• _Görev Tanımı_:
Adalar Kent Konseyi seçiminin iptaline ilişkin aşağıdaki metni, hiçbir değişiklik yapmadan baştan sona yeniden yazın.

ADALAR KENT KONSEYİ SEÇİMİ MAHKEME KARARIYLA İPTAL EDİLDİ

10.10.2024 tarihinde İstanbul Adaları Kültür ve Tabiat Varlıklarını Koruma Derneği (İAKTVKD) adresine ulaşan mahkeme bildiriminden Adalar İlçesi’nde bundan 10 yılı aşkın bir zaman önce, 20 Temmuz 2014 tarihinde Kent Konseyi seçiminin yasaya aykırı yapılmış olması nedeniyle derneğimizin Adalar Belediye Başkanlığı’na karşı açtığı davada, bu yazının ekinde göreceğiniz gibi, İstanbul 9. İdare Mahkemesi’nin nihayet derneğimiz lehine karar vermiş olduğunu öğreniyoruz.

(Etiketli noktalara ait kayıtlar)
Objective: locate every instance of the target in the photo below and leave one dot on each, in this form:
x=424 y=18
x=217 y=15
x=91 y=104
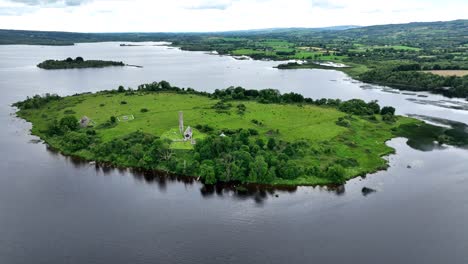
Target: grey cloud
x=212 y=4
x=325 y=4
x=15 y=11
x=51 y=2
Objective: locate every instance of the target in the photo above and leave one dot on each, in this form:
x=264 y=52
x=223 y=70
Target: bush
x=69 y=112
x=75 y=141
x=342 y=122
x=387 y=110
x=388 y=118
x=69 y=123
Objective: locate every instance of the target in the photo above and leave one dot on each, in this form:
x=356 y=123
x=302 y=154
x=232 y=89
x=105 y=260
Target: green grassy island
x=77 y=63
x=231 y=135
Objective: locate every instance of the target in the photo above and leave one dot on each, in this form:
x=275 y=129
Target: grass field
x=450 y=72
x=363 y=140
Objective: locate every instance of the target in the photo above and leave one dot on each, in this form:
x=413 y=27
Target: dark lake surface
x=57 y=210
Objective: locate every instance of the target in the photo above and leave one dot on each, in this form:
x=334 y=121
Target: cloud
x=326 y=4
x=217 y=15
x=211 y=4
x=15 y=11
x=51 y=2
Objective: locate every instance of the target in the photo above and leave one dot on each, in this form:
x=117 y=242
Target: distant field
x=450 y=72
x=363 y=48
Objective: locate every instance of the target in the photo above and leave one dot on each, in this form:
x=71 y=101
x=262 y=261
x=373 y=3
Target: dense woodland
x=241 y=155
x=77 y=63
x=376 y=54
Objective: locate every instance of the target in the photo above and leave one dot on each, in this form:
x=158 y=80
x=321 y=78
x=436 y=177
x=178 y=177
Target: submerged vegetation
x=79 y=62
x=246 y=136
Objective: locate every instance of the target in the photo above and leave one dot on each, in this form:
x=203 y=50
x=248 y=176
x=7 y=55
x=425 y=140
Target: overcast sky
x=217 y=15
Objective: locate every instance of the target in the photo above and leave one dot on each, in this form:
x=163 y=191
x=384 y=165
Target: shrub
x=69 y=112
x=387 y=110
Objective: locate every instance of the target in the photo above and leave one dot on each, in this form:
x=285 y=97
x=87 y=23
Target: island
x=231 y=135
x=77 y=63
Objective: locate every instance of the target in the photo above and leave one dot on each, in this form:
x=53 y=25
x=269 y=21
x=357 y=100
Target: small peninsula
x=231 y=135
x=77 y=63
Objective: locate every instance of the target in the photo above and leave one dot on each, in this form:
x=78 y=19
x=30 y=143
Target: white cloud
x=217 y=15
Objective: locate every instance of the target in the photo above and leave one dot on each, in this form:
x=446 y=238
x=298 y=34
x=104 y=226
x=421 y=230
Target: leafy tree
x=271 y=144
x=258 y=170
x=387 y=110
x=69 y=123
x=207 y=172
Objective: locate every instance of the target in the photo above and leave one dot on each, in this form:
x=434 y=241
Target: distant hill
x=418 y=34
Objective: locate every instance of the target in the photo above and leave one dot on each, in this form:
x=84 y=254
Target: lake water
x=57 y=210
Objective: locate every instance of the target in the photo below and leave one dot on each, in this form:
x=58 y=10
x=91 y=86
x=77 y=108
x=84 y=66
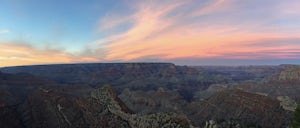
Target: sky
x=184 y=32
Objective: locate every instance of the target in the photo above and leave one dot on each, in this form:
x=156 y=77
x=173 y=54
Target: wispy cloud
x=14 y=53
x=4 y=31
x=202 y=29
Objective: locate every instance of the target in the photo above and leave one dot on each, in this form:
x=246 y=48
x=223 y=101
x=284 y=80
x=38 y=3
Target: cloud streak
x=14 y=53
x=216 y=29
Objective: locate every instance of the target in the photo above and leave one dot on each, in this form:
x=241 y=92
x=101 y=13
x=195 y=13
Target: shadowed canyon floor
x=147 y=95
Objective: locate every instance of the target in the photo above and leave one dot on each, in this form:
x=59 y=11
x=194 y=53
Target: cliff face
x=58 y=106
x=137 y=76
x=284 y=83
x=290 y=72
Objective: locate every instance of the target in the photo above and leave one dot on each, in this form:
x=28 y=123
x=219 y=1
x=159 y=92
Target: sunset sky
x=184 y=32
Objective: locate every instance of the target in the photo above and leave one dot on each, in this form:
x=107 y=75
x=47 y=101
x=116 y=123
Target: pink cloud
x=161 y=30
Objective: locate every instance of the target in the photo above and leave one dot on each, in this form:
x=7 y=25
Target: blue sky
x=191 y=32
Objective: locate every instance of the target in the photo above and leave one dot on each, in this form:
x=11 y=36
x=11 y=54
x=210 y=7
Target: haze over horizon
x=190 y=32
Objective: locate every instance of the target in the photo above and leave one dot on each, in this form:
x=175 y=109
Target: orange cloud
x=159 y=30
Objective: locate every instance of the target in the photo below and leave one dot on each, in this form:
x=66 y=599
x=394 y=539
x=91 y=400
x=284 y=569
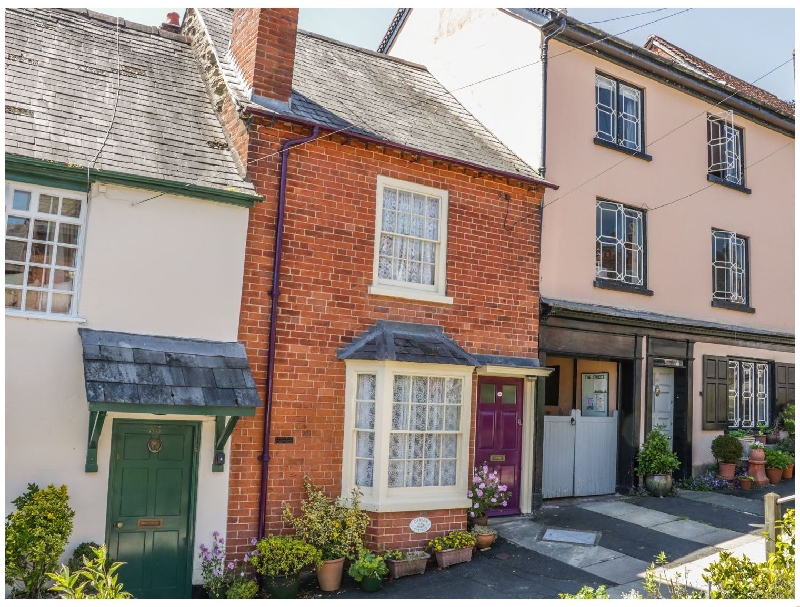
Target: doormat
x=567 y=536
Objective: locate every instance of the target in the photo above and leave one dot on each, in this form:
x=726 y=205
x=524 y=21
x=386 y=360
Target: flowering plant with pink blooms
x=486 y=492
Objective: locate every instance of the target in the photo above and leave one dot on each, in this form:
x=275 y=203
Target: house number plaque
x=420 y=524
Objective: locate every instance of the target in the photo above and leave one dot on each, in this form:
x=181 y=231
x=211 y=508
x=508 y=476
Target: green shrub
x=36 y=535
x=655 y=456
x=740 y=578
x=727 y=449
x=92 y=581
x=284 y=555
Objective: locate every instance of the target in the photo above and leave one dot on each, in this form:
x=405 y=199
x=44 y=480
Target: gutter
x=273 y=323
x=259 y=111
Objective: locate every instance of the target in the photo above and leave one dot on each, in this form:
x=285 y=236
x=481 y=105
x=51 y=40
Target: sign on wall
x=594 y=394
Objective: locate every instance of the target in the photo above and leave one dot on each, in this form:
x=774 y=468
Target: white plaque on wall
x=420 y=524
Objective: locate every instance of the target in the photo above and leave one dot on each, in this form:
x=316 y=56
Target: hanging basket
x=453 y=556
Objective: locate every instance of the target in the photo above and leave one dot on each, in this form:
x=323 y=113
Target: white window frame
x=379 y=497
x=435 y=293
x=33 y=213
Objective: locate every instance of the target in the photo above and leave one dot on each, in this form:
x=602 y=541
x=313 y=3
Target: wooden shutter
x=715 y=393
x=784 y=385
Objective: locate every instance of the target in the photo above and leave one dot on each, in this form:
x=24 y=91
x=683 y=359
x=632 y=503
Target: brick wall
x=492 y=273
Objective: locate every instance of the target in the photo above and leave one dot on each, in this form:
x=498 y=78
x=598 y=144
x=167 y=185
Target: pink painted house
x=667 y=277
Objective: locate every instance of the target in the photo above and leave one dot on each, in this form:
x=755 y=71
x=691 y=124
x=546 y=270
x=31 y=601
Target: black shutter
x=715 y=393
x=784 y=385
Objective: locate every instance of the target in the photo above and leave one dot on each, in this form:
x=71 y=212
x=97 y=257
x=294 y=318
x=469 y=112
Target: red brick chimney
x=262 y=44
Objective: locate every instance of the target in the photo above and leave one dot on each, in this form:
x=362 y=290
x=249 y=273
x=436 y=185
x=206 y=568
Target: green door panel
x=150 y=510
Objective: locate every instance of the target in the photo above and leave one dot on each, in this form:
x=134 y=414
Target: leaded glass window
x=423 y=443
x=618 y=113
x=729 y=265
x=620 y=243
x=44 y=233
x=748 y=393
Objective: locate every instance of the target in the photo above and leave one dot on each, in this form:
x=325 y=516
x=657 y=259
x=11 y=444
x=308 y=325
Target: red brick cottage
x=404 y=292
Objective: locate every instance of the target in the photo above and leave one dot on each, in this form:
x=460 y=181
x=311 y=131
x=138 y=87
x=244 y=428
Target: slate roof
x=61 y=86
x=407 y=342
x=125 y=368
x=659 y=46
x=339 y=86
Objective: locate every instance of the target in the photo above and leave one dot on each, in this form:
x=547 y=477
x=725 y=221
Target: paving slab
x=620 y=570
x=645 y=517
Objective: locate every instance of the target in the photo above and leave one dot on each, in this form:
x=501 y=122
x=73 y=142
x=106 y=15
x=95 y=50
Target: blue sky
x=745 y=42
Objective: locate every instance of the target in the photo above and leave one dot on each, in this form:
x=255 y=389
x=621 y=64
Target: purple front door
x=498 y=433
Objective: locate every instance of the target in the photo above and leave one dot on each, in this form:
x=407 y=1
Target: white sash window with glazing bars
x=619 y=243
x=748 y=393
x=618 y=113
x=729 y=266
x=44 y=240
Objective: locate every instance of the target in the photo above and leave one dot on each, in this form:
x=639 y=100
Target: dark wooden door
x=498 y=433
x=150 y=507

• _Görev Yanıtı_:
ADALAR KENT KONSEYİ SEÇİMİ MAHKEME KARARIYLA İPTAL EDİLDİ

10.10.2024 tarihinde İstanbul Adaları Kültür ve Tabiat Varlıklarını Koruma Derneği (İAKTVKD) adresine ulaşan mahkeme bildiriminden Adalar İlçesi’nde bundan 10 yılı aşkın bir zaman önce, 20 Temmuz 2014 tarihinde Kent Konseyi seçiminin yasaya aykırı yapılmış olması nedeniyle derneğimizin Adalar Belediye Başkanlığı’na karşı açtığı davada, bu yazının ekinde göreceğiniz gibi, İstanbul 9. İdare Mahkemesi’nin nihayet derneğimiz lehine karar vermiş olduğunu öğreniyoruz.